• Goal of the exercise:
Pull every line containing "music" out of the material below.

• Data for this task:

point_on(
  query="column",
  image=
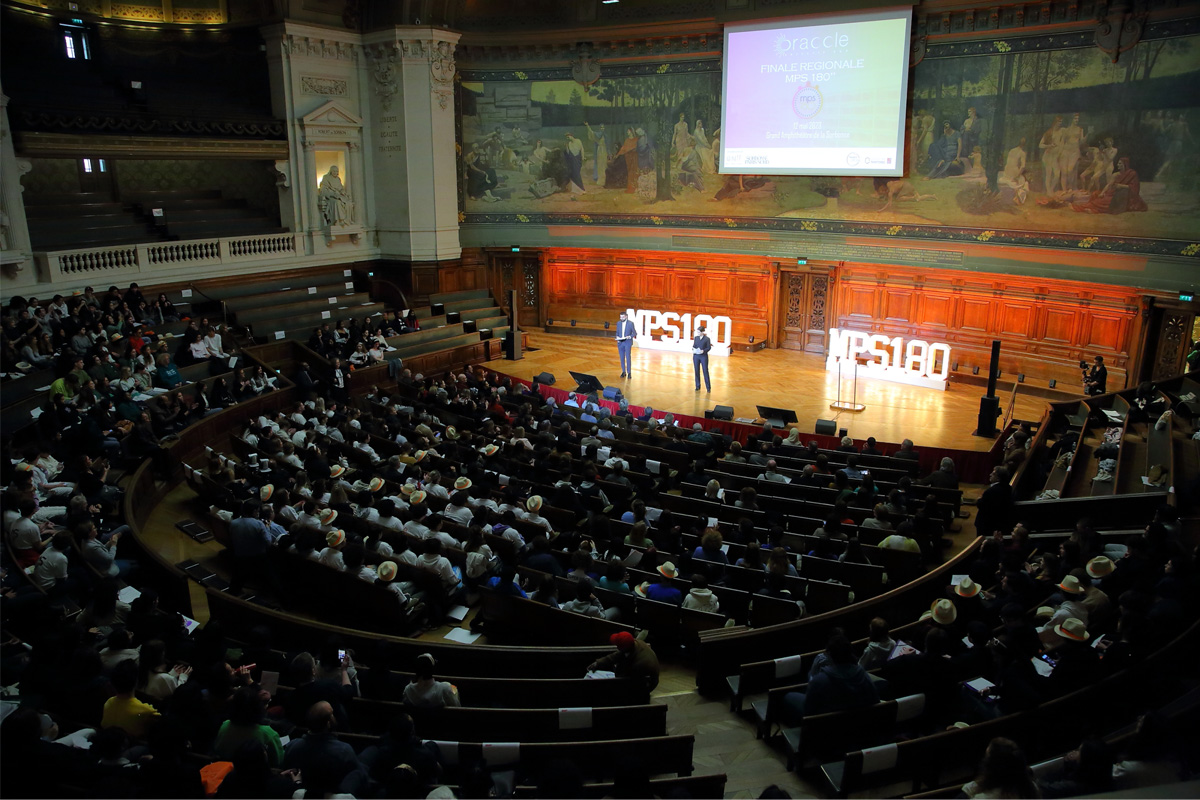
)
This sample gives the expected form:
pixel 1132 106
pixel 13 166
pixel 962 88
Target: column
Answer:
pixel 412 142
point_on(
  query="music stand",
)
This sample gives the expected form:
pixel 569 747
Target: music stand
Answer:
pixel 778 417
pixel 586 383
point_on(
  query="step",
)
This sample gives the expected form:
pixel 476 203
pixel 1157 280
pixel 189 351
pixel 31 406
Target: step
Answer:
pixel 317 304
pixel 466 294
==
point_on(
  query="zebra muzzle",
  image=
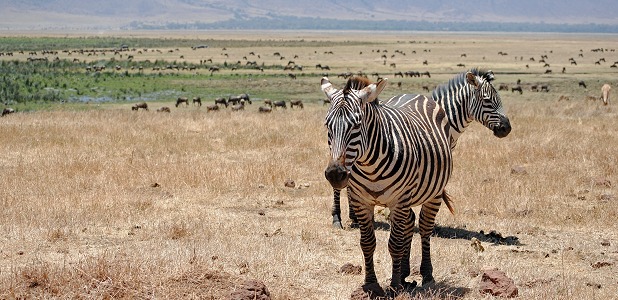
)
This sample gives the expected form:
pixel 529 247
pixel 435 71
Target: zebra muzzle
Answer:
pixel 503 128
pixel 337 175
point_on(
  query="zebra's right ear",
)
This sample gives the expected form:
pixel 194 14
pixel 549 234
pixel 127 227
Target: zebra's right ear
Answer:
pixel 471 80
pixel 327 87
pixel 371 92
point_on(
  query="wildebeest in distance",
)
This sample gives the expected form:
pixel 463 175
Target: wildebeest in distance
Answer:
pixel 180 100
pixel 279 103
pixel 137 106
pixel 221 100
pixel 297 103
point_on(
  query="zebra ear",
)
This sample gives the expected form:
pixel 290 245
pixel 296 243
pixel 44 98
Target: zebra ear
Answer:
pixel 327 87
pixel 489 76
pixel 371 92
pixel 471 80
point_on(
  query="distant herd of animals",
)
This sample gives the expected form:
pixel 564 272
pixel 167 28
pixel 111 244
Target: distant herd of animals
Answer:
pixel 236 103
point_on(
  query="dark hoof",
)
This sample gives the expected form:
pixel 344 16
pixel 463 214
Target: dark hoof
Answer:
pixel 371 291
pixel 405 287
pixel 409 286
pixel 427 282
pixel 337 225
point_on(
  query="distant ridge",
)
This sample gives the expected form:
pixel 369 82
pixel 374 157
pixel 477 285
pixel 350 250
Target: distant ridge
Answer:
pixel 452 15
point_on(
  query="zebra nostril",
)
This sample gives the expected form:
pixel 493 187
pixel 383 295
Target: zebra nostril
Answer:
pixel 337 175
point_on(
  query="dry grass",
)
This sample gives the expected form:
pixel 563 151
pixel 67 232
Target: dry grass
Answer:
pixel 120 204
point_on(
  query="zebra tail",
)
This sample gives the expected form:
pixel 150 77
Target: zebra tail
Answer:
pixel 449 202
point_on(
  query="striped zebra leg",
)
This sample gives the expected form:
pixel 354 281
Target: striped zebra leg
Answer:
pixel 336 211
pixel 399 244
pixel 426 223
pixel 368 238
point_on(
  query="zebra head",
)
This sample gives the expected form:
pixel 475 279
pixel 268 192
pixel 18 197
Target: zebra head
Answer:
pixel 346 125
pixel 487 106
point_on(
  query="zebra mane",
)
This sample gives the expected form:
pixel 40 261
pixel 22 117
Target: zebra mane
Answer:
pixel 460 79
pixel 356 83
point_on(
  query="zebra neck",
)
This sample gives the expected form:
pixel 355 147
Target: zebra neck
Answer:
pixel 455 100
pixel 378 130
---
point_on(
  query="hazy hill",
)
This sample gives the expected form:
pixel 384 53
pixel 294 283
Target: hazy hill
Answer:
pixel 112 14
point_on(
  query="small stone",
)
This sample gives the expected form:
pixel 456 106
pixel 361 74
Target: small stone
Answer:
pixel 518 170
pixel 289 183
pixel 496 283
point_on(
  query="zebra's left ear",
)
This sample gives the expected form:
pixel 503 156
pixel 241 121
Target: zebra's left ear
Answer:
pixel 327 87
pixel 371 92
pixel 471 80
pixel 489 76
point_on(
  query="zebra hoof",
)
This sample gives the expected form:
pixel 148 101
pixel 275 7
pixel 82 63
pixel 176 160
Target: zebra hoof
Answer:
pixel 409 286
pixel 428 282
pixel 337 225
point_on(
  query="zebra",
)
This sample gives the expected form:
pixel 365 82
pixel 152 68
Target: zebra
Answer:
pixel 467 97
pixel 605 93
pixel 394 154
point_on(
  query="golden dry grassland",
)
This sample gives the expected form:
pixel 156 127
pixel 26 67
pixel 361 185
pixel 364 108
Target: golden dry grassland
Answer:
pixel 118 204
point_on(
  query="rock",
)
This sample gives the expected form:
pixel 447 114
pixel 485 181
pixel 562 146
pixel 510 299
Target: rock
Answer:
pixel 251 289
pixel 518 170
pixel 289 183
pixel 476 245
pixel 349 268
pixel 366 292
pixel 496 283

• Response for this exercise:
  query="music stand",
Target: music stand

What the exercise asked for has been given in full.